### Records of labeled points
-----

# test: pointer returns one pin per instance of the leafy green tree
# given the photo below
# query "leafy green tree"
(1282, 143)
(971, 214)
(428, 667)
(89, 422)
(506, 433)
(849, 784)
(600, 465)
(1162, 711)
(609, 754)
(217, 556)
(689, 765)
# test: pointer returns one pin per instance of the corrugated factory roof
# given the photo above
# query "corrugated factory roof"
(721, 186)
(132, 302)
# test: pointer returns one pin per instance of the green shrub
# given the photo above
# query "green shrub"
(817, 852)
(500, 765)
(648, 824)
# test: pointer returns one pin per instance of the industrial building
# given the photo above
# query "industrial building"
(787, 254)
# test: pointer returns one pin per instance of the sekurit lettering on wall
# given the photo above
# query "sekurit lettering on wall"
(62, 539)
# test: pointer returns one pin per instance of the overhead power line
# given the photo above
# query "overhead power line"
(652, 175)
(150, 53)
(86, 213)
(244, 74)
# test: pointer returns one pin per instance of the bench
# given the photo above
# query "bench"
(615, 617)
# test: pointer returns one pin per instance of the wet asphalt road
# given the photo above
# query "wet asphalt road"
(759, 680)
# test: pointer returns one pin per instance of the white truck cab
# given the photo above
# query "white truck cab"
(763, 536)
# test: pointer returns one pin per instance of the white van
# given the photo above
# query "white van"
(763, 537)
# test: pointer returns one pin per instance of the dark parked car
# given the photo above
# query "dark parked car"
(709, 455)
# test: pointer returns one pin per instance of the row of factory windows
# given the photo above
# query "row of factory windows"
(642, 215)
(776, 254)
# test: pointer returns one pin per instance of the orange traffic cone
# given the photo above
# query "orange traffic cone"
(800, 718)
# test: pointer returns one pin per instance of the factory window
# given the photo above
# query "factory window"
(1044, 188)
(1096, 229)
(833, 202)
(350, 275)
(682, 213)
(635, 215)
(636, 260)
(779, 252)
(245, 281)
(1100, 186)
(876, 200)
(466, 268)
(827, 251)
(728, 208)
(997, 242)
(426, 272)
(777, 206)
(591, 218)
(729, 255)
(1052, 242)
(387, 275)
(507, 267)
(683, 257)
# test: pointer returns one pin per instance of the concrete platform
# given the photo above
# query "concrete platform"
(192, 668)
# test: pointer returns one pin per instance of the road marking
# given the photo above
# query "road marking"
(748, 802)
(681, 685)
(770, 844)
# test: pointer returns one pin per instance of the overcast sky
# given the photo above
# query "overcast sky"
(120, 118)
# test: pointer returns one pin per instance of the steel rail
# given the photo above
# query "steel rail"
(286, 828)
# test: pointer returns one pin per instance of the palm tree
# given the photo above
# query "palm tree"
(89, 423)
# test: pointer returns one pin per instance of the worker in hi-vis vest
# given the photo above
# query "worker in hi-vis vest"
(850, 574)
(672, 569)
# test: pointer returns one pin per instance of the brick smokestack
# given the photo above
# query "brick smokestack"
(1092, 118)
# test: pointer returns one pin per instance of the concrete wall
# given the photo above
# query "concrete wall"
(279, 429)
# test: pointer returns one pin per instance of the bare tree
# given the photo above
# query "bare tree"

-----

### Work instructions
Edit the records from the line containing "# test: pointer returns one pin per instance of the orange" through the end of the records, inclusive, by changing "steel rail" to "metal rail". Return only those lines, with everything else left as it is.

### Completed task
# test: pointer returns one pin per instance of the orange traffic cone
# given the photo above
# query "orange traffic cone"
(800, 718)
# test: pointer returns one pin per instance of the factory window
# given the photo above
# query "factory window"
(1044, 188)
(1096, 229)
(833, 202)
(350, 275)
(682, 213)
(635, 215)
(636, 260)
(779, 252)
(245, 281)
(1100, 186)
(876, 200)
(466, 268)
(827, 251)
(728, 208)
(997, 242)
(426, 272)
(777, 206)
(591, 218)
(729, 255)
(1052, 242)
(387, 275)
(507, 267)
(683, 257)
# test: pointer returns one pin per instance of the concrete platform
# given the photo above
# query "concrete platform"
(192, 668)
# test: pointer returns one pin per instance of the road marking
# given the photo above
# query "road marking"
(748, 802)
(681, 685)
(770, 844)
# test: pointer returns one pin per instance of the overcast sky
# given the photo above
# query "overcast sky"
(120, 118)
# test: pointer returns one pin per instance of the metal rail
# given the photo above
# query "metal rail"
(286, 828)
# test: pointer returns one pin per instance of the palm tree
# given the photo above
# query "palm tree"
(89, 423)
# test: pointer returns one pin per instance of the worker in hi-vis vest
# given the photo above
# query "worker in hi-vis vest"
(850, 574)
(672, 569)
# test: pointer returns one pin per instance of the brick smokestack
# given the photo above
# query "brick smokestack"
(1092, 118)
# test: pointer returns one pin per instance of the concrete wall
# given the photo above
# query "concrete wall"
(279, 429)
# test: pointer returns one pin per instance of the bare tree
# given the photo above
# query "bare tree"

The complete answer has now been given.